**Text block:**
Nigerian health authorities are concerned about the exodus of health staff to overseas countries. Better pay and medical facilities have been cited as the main reason for the flight of Nigerian doctors, nurses, and paramedical staff.
Only recently the Nigerian health minister, Professor Alphonsus Nwosu, promised to do something. "We shall definitely address the problem of doctors and nurses leaving in droves to take up jobs in Europe and North America," he said.
Mrs Stella Ekpendu, the principal of the School of Nursing of the University College Hospital, Ibadan, said, however, that there was nothing that the government could do to stem the flight to developed countries unless it was prepared to invest massively in the health sector. "The exodus of nurses, for example, from Nigeria to abroad, will not stop until the government addresses the issue of poor salary and the decay in the Nigerian health sector," she said.
The favourite destinations of migrating Nigerian medical staff are Europe, North America, and the Middle East.
It has been observed that foreign embassies in Nigeria, particularly those of Britain, the United States, and Saudi Arabia, receive on a weekly basis 20 to 25 verification requests from Nigerian nurses wishing to migrate abroad. This translates into about 1196 applications a year.

**Problem set:**
(a) Reproduce the passage on the exodus of Nigerian health staff, everything from "The favourite destinations" down to "applications a year.".
(b) According to the passage on the exodus of Nigerian health staff, why does Mrs Stella Ekpendu think the government cannot stop nurses from leaving for developed countries? Answer in one to three sentences.
(c) Write what comes next in the passage on the exodus of Nigerian health staff, picking up after its final sentence.

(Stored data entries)
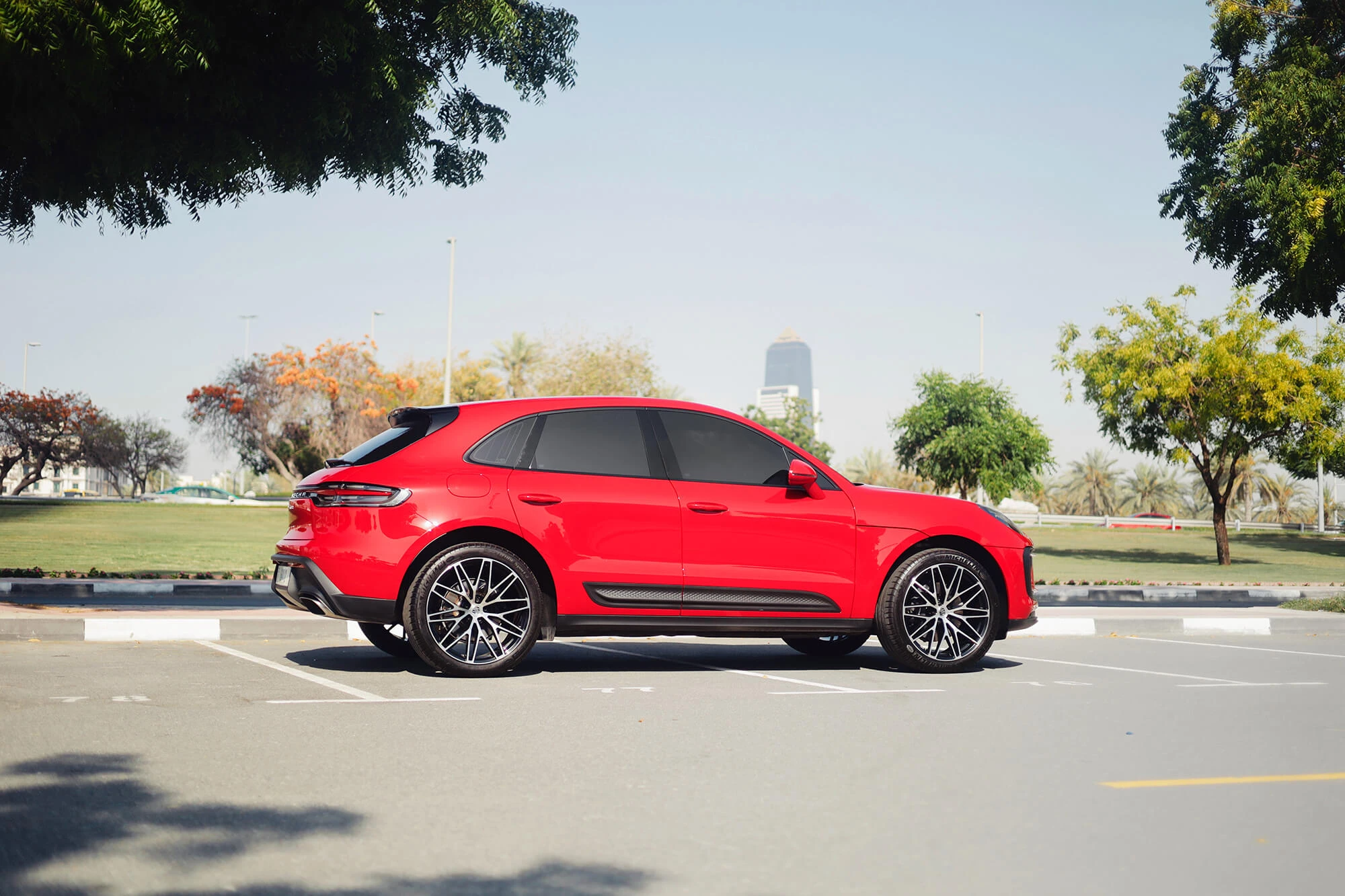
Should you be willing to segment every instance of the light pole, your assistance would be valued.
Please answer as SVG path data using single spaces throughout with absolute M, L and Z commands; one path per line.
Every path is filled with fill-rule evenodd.
M 28 348 L 40 348 L 40 342 L 23 343 L 23 393 L 28 394 Z
M 252 322 L 257 319 L 257 315 L 238 315 L 238 319 L 243 322 L 243 361 L 247 361 L 247 352 L 252 347 Z
M 986 375 L 986 315 L 983 311 L 976 312 L 976 323 L 981 327 L 981 375 Z
M 457 264 L 457 237 L 448 238 L 448 354 L 444 355 L 444 404 L 453 404 L 453 268 Z

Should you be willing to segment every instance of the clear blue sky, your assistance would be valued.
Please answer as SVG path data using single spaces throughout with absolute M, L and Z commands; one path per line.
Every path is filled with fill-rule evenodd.
M 486 180 L 410 195 L 328 184 L 178 211 L 149 235 L 39 218 L 0 242 L 0 382 L 86 391 L 187 432 L 184 396 L 242 352 L 358 338 L 443 357 L 514 330 L 647 339 L 689 397 L 741 410 L 785 327 L 812 347 L 837 460 L 886 443 L 921 370 L 976 369 L 1040 417 L 1061 461 L 1104 444 L 1063 404 L 1056 331 L 1119 300 L 1229 278 L 1158 217 L 1162 128 L 1209 55 L 1200 0 L 564 3 L 578 83 L 510 102 Z M 1118 452 L 1119 453 L 1119 452 Z M 231 460 L 194 451 L 206 475 Z

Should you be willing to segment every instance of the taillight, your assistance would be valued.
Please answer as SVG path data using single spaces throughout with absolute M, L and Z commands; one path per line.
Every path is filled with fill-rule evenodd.
M 307 498 L 316 507 L 395 507 L 412 496 L 410 488 L 364 486 L 352 482 L 324 482 L 296 488 L 296 500 Z

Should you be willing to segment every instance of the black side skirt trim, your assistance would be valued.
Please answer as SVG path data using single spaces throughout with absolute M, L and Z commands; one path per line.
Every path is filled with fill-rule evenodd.
M 784 635 L 863 635 L 873 631 L 872 619 L 807 619 L 800 616 L 557 616 L 555 634 L 616 635 L 707 635 L 713 638 L 781 638 Z

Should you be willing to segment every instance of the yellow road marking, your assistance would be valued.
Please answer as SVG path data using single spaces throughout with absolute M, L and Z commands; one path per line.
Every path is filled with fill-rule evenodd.
M 1130 790 L 1131 787 L 1198 787 L 1201 784 L 1276 784 L 1294 780 L 1345 780 L 1345 772 L 1319 775 L 1251 775 L 1248 778 L 1167 778 L 1158 780 L 1103 780 L 1103 787 Z

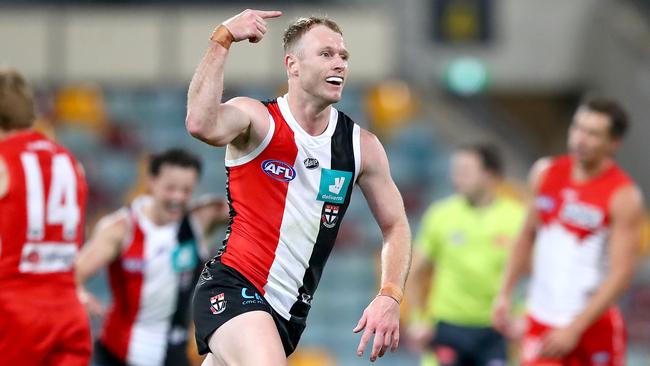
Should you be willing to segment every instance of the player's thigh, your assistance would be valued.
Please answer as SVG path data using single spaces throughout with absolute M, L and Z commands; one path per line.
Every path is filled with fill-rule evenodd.
M 57 344 L 43 365 L 87 366 L 92 346 L 90 321 L 83 306 L 76 299 L 62 304 L 54 327 L 57 329 Z
M 271 315 L 251 311 L 219 327 L 208 342 L 216 365 L 287 365 L 284 347 Z
M 507 342 L 494 329 L 482 329 L 473 358 L 477 365 L 505 366 L 508 364 Z
M 42 365 L 52 347 L 49 315 L 35 315 L 20 299 L 0 296 L 0 365 Z

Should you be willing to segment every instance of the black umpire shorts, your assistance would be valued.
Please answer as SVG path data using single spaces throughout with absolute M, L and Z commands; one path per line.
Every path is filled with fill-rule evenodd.
M 221 263 L 220 257 L 210 260 L 201 272 L 192 300 L 199 354 L 210 352 L 210 336 L 228 320 L 258 310 L 271 315 L 284 352 L 289 356 L 298 346 L 305 323 L 284 319 L 241 273 Z M 242 337 L 245 336 L 242 334 Z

**Set of answers:**
(a)
The favourite destinations of migrating Nigerian medical staff are Europe, North America, and the Middle East.
It has been observed that foreign embassies in Nigeria, particularly those of Britain, the United States, and Saudi Arabia, receive on a weekly basis 20 to 25 verification requests from Nigerian nurses wishing to migrate abroad. This translates into about 1196 applications a year.

(b) She says the exodus will not stop until the government addresses poor salaries and the decay in the Nigerian health sector. Without massive investment in the health sector, there is nothing the government can do to stem the flight.

(c)
Given the poor pay at home, this is hardly surprising. An average nurse in Britain earns £15 000 ($22 900; €23 400) a year, whereas the best paid nurses in Nigeria earn about 300 000 naira (£1700; $2500; €2600) a year, though most earn between 60 000 and 120 000 naira.
Nigeria is not the only African country losing its medical staff to developed countries. Virtually every African country is affected. Statistics from Britain's Nursing and Midwifery Council showed that between in the 12 months up to March 2002, over 2000 African nurses left their countries to take up jobs in Britain.
South Africa lost 2114 nurses and midwives to Britain, and Zimbabwe lost 473 nurses. Other African countries losing nurses to Britain include Nigeria, which lost 432 nurses to Britain (up from 347 in 2000-1), Ghana (195, up from 140), Zambia (183, up from 88), and Kenya (155, up from 50).
As nursing vacancies in developed countries continue to be advertised in Nigerian newspapers and in the media of other African countries, the continent seemed set to lose more of its medical staff to more developed countries.
But as Dejene Aredo, an economist at the Addis Ababa University in Ethiopia observed, African medical staff are not the only professionals affected by the migration from the continent to developed countries. He said that as many as 20 000 professionals a year leave Africa to work in developed countries. He estimated the economic cost at about $4bn a year because its highly skilled workers are moving abroad for jobs. The brain drain is stalling the continent's development, said Mr Aredo. He added: "It is a problem because there is a huge deficit of manpower in developing countries."